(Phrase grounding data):
>>>

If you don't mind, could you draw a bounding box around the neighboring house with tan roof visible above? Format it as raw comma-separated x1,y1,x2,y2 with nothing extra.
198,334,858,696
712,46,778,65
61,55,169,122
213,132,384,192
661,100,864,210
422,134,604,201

<<<

(YOUR GOAL): The entries are to be retyped in full, with no alteration.

(EXERCISE OUTPUT):
If you don't mind, could you draw a bounding box around the neighboring house with tan roof visible above? Format it as raw comma-separated x1,y1,x2,y2 with nothing extra.
198,334,858,696
712,46,778,65
61,55,169,122
213,132,384,192
661,100,864,210
422,134,604,201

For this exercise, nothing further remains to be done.